- [Supplied material]
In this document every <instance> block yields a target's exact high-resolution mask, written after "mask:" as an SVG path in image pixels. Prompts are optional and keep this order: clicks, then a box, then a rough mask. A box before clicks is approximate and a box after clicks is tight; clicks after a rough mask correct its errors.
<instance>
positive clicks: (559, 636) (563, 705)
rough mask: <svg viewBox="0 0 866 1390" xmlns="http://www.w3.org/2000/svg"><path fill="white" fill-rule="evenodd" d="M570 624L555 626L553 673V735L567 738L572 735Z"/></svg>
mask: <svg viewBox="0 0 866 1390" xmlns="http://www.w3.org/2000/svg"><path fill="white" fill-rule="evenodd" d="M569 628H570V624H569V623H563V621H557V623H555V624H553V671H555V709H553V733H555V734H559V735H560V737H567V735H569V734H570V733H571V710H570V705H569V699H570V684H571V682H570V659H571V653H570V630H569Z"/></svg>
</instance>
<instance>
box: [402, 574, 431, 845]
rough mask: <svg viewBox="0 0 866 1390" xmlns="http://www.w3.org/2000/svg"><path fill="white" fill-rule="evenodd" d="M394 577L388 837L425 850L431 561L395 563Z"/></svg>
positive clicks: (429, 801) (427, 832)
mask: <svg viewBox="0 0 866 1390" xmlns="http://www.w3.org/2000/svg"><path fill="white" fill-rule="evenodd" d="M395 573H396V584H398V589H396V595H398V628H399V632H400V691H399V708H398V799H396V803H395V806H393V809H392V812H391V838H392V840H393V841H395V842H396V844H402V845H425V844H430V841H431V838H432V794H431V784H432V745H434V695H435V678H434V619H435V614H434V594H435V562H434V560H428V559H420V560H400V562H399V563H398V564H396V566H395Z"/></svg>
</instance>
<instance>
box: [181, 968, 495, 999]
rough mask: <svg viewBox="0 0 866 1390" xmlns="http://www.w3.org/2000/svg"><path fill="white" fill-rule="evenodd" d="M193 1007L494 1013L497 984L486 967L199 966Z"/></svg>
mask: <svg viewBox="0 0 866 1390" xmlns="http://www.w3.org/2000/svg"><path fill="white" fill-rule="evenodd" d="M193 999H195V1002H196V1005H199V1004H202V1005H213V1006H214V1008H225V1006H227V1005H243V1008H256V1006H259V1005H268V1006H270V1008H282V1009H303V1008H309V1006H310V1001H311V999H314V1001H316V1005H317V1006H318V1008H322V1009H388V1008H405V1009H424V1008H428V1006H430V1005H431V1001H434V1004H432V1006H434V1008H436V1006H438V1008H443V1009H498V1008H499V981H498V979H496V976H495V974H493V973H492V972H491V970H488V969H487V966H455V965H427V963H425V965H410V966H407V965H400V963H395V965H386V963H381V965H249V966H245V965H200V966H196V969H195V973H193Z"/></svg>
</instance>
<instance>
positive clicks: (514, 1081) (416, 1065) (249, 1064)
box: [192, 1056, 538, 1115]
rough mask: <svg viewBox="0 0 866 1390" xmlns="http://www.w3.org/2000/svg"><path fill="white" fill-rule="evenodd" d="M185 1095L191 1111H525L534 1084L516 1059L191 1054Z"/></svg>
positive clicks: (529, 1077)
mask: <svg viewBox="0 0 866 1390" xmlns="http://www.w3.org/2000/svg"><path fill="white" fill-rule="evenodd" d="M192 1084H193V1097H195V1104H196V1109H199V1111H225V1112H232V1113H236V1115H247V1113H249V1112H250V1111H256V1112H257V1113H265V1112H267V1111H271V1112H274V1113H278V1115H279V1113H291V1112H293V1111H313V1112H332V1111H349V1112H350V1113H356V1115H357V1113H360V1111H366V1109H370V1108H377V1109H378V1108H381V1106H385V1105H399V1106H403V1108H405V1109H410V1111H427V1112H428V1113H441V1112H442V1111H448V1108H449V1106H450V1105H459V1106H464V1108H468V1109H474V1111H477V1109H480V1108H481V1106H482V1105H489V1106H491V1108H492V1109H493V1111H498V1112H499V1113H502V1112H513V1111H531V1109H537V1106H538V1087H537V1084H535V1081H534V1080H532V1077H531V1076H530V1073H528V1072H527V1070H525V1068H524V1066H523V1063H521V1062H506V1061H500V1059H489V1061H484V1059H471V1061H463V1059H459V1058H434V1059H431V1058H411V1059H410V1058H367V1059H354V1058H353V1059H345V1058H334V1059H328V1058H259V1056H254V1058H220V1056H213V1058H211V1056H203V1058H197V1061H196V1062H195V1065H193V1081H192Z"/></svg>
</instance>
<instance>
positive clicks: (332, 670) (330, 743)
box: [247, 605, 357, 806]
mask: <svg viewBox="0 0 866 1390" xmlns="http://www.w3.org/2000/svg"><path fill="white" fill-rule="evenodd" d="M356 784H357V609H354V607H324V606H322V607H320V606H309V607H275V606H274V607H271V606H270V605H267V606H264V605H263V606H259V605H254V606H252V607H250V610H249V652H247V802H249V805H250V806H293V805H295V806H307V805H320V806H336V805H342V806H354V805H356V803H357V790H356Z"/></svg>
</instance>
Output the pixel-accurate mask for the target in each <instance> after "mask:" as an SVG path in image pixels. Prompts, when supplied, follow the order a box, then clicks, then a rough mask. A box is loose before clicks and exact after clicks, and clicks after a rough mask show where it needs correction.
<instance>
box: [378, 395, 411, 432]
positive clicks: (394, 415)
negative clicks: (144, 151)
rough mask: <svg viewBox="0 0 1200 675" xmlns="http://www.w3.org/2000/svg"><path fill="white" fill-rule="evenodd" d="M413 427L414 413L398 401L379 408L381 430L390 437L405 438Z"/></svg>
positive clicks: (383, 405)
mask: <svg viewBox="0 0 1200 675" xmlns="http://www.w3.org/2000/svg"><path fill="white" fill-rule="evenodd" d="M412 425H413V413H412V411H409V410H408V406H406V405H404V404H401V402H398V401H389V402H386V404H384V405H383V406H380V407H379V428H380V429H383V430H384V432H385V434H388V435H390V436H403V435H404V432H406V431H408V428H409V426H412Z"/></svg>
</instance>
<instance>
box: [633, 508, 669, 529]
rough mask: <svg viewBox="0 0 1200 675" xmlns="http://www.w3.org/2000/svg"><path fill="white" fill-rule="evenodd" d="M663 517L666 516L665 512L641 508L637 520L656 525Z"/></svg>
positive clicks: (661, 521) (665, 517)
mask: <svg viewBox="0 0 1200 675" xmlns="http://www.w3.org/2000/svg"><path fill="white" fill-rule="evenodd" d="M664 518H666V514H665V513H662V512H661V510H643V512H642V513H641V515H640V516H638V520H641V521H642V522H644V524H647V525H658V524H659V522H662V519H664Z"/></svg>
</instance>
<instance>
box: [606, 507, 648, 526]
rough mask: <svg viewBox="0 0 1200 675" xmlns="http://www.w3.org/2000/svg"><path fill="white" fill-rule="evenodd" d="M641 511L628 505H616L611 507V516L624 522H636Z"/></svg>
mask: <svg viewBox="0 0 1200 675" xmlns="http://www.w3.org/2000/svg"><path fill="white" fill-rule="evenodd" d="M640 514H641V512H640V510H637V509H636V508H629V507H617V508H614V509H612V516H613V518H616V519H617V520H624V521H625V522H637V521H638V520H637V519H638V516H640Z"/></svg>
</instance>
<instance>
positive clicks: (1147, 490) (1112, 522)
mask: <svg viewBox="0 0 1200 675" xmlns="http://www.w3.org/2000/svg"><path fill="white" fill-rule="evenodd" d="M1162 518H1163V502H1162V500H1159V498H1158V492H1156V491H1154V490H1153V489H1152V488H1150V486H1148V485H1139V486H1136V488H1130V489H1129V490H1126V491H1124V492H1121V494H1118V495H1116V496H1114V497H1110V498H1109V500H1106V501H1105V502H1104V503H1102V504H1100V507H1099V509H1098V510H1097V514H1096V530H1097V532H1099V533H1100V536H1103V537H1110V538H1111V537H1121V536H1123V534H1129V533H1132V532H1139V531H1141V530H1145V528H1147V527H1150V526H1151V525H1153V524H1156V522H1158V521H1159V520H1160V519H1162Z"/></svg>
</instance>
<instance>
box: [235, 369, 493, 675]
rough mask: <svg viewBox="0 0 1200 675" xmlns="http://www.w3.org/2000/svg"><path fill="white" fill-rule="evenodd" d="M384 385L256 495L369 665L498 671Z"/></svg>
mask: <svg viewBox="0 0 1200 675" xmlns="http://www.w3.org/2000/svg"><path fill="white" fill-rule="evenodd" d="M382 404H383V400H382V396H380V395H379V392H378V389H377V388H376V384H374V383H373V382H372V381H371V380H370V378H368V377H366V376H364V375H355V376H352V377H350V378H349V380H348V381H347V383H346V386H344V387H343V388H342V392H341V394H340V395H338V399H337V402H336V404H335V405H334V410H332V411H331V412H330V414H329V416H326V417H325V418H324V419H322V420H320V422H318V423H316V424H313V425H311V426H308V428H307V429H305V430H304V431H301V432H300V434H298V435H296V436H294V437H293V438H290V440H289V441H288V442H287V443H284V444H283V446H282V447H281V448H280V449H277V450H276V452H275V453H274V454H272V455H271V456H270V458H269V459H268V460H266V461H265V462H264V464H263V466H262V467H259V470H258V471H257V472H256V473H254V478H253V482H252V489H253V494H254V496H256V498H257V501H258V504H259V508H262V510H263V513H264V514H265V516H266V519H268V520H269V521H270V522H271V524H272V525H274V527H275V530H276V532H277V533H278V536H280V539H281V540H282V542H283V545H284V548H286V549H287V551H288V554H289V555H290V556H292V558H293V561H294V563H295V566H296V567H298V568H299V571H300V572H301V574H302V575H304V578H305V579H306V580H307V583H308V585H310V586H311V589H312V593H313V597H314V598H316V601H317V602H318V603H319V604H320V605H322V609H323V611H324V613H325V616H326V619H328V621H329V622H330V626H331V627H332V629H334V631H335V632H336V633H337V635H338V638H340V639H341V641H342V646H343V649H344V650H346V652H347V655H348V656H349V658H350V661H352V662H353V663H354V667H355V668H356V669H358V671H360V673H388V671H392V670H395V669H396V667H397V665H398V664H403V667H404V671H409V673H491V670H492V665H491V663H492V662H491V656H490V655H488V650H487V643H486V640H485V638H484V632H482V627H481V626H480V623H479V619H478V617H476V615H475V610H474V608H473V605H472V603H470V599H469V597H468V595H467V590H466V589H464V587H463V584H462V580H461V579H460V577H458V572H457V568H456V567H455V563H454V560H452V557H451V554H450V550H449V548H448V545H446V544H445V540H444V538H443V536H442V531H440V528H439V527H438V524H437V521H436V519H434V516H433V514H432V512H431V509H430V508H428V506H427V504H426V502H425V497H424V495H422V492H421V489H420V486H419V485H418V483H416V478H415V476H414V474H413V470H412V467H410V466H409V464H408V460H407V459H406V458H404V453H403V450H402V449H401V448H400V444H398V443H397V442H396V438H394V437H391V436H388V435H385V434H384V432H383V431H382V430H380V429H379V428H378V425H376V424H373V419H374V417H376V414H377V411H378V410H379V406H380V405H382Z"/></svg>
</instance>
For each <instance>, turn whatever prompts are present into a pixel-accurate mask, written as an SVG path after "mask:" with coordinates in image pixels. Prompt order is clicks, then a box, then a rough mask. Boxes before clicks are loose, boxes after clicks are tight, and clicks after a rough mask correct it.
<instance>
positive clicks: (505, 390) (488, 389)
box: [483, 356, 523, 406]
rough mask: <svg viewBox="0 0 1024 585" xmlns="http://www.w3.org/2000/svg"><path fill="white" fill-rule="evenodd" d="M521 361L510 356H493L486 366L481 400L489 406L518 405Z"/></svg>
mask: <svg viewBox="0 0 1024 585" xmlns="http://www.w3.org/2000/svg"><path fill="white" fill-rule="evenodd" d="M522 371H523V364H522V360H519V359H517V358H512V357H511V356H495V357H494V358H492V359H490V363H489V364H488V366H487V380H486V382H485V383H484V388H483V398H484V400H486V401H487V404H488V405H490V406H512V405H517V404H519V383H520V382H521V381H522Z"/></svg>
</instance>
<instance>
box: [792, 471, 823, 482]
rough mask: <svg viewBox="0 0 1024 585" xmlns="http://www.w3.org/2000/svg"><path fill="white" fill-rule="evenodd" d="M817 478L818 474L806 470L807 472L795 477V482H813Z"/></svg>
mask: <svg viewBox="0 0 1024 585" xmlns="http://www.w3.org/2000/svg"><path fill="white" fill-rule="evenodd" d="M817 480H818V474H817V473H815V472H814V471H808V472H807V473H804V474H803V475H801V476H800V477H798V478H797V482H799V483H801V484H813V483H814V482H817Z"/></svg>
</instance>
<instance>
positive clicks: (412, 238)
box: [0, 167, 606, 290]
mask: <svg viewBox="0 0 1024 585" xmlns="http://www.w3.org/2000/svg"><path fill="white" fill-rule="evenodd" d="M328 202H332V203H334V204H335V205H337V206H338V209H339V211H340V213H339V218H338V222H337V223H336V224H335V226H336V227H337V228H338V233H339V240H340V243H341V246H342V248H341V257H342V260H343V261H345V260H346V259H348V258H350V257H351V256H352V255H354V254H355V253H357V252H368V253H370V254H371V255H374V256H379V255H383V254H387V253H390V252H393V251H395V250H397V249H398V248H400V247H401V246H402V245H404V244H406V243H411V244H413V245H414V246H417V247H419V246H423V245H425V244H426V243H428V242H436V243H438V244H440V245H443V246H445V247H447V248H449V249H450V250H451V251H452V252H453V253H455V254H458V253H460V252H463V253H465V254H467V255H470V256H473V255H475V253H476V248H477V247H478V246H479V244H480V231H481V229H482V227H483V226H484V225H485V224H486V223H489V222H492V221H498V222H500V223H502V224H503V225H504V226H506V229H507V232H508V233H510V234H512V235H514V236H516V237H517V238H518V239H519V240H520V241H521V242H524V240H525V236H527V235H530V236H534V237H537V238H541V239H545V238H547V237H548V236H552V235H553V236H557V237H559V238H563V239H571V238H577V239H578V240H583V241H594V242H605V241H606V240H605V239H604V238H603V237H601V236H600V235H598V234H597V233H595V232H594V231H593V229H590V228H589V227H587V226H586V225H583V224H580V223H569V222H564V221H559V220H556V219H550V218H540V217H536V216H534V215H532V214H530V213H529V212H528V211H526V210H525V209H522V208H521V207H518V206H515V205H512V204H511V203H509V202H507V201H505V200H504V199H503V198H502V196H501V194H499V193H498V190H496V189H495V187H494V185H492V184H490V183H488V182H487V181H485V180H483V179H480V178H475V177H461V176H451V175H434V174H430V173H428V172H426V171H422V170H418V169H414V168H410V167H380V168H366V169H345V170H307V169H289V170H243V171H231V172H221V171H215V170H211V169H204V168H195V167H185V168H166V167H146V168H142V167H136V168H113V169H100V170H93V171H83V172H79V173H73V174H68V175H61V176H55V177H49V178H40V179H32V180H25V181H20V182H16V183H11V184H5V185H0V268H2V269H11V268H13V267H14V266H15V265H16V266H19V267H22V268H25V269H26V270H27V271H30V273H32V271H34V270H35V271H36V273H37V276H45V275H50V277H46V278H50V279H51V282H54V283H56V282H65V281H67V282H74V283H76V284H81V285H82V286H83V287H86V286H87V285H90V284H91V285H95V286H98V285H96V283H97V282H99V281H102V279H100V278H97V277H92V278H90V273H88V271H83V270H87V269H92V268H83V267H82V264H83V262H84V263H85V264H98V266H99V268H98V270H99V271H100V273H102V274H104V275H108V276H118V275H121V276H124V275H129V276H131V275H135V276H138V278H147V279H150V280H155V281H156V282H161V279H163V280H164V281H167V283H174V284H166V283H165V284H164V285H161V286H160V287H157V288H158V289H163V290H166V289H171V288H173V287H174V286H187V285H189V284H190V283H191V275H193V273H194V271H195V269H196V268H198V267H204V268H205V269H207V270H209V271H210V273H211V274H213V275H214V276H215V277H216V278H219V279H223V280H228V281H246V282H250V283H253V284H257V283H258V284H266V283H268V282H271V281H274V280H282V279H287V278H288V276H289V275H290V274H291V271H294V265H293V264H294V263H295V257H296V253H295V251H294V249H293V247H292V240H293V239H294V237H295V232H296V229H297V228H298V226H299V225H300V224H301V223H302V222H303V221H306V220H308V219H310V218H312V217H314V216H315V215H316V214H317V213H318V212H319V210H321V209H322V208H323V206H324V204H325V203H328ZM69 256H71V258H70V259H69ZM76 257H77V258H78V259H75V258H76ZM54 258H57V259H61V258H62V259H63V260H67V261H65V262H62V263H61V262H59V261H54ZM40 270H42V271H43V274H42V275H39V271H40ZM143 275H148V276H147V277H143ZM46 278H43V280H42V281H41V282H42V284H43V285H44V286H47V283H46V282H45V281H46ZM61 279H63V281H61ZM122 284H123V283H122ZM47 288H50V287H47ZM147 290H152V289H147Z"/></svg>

- [Assigned task] Which lines of the material above hold the string "written"? Pull them out.

- [Task answer]
In this document every <instance> block yields a target's exact high-resolution mask, written after "mask:" as an SVG path in image pixels. Prompts are optional and keep this order: clicks, then a box, then a rough mask. A box before clicks is approximate and a box after clicks is tight; clicks after a rough mask correct its errors.
For each <instance>, turn whatever prompts are present into a pixel-accurate mask, written as an SVG path after "mask:" with coordinates in image pixels. Prompt order is clicks, then a box, then a rough mask. Boxes before clicks are loose, boxes after clicks are tight, and clicks after a rough mask correct it.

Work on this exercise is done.